▸ Text section:
Skip the slopes and enjoy one of these mountain-free excursions instead.

By Erica Sloan
January 30, 2020
Courtesy of Aspen Snowmass

Gone are the days when the non-skiers on any ski trip were left to spend long, blustery days cooped up inside a lodge with little more than a deck of cards or a board game to stay occupied. Today's resorts—from sprawling complexes to intimate boutique destinations—deliver a full-fledged winter experience, stretching far beyond their rosters of beloved black-diamond and bunny slopes. From exceptional après to thrilling mountain-side adventures, here are nine ski-resort activities that anyone in your group will love (no slalom skills required).

Related: Hike Into Some of These Stunning Ice Caves This Winter

Aspen Snowmass in Snowmass Village, Colorado

Imagine zooming over a pristine, powdery crevasse at up to 28 miles per hour without clicking into a single boot or binding. That's the beauty of the Breathtaker Alpine Coaster at Aspen Snowmass. Each car has its own brakes, so you can carefully finesse hairpin turns and soar down steep drops as you make your way over a mile of forest terrain on an elevated track. On select Fridays throughout the season, at the resort's Ullr Night parties, you can up the thrill factor by taking a ride on the coaster in the dark. Then, keep the adrenaline flowing with a snow-biking adventure along pathways illuminated in bright colors.

Stratton Mountain Resort in Stratton Mountain, Vermont

From the top of southern Vermont's highest peak (3,875 feet), the views of pristine snow-capped mountains include not only a vast swath of Vermont's Green Mountain range, but also the Adirondacks in New York, the Berkshires in Massachusetts, and the White Mountains in New Hampshire. The good news: A scenic gondola ride departing from Stratton Mountain Resort will take you straight to the top, with 360-degree views all along the way ($15 per person in advance or $20 at the gondola). If you're the intrepid type, consider renting snowshoes at First Run in Stratton Village beforehand, and upon arriving at the top, take the 1.1-mile trek to the mountain's historic fire tower to be rewarded with an even loftier vantage point.

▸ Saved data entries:
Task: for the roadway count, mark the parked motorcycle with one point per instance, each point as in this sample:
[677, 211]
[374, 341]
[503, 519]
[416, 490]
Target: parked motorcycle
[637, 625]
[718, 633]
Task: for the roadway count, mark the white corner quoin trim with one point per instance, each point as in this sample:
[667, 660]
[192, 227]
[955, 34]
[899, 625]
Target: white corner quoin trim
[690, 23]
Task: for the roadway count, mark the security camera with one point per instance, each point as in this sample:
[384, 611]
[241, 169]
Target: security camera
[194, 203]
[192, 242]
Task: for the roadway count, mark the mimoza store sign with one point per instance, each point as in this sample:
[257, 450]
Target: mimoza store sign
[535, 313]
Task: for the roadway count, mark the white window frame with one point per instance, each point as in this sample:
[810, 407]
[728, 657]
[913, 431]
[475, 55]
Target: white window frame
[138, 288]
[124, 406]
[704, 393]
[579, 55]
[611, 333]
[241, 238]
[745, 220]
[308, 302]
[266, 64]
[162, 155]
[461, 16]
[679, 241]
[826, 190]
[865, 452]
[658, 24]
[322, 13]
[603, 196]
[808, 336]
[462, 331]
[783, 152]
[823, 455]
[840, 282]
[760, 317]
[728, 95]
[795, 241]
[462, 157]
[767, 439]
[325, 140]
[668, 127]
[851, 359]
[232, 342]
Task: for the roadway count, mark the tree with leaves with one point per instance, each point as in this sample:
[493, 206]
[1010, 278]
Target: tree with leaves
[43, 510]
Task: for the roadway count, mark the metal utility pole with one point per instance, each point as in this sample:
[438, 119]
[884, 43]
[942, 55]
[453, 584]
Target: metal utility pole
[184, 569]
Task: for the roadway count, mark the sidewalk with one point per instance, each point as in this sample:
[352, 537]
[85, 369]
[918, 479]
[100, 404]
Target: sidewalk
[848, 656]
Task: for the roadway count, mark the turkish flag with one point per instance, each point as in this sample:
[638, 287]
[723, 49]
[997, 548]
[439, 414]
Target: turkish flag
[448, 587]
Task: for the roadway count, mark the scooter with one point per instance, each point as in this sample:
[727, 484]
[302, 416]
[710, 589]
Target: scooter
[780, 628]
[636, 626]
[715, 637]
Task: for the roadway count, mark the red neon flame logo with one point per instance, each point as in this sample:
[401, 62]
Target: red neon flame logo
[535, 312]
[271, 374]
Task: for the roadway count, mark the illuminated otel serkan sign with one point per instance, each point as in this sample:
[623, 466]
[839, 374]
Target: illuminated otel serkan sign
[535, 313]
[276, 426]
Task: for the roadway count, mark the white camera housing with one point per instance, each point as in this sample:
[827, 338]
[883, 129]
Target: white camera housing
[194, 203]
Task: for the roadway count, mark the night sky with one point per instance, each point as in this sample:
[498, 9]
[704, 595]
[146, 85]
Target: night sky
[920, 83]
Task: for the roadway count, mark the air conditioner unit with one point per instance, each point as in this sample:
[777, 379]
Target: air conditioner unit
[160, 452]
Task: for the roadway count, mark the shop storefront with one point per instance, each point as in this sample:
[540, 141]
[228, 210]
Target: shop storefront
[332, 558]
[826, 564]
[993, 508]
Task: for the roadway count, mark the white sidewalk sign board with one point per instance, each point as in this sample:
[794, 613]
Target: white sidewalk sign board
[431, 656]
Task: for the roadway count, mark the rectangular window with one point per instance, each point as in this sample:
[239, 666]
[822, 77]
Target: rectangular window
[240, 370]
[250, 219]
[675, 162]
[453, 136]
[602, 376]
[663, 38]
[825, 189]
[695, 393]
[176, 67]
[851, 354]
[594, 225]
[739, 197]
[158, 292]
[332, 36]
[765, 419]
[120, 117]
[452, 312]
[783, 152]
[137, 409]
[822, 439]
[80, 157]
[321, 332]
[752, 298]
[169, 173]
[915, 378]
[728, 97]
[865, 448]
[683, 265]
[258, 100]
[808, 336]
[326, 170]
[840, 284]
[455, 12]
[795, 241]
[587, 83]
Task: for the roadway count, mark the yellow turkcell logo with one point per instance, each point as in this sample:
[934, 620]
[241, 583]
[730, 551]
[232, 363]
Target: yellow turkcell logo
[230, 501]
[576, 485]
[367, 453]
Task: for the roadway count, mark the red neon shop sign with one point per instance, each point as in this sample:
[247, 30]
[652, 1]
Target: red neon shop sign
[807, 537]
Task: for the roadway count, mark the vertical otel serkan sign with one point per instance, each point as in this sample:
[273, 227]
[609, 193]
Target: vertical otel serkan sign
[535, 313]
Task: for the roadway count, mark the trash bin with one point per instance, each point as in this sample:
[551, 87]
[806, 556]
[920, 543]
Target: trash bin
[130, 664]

* * *

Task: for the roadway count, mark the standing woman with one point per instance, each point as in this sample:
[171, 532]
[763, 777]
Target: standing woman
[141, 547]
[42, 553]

▸ Set of tasks:
a: Answer these from the ski-resort activities article:
(i) What top speed can riders reach on the Breathtaker Alpine Coaster?
(ii) How high is southern Vermont's highest peak?
(iii) How long is the trek to the mountain's historic fire tower?
b: Pull out every line of the records that contains the string "flag". Case counts.

▸ Correct answers:
a:
(i) Up to 28 miles per hour.
(ii) 3,875 feet.
(iii) 1.1 miles.

b:
Task: for the roadway count, mark the turkish flag with one point per instance, each point as in this sample:
Target: turkish flag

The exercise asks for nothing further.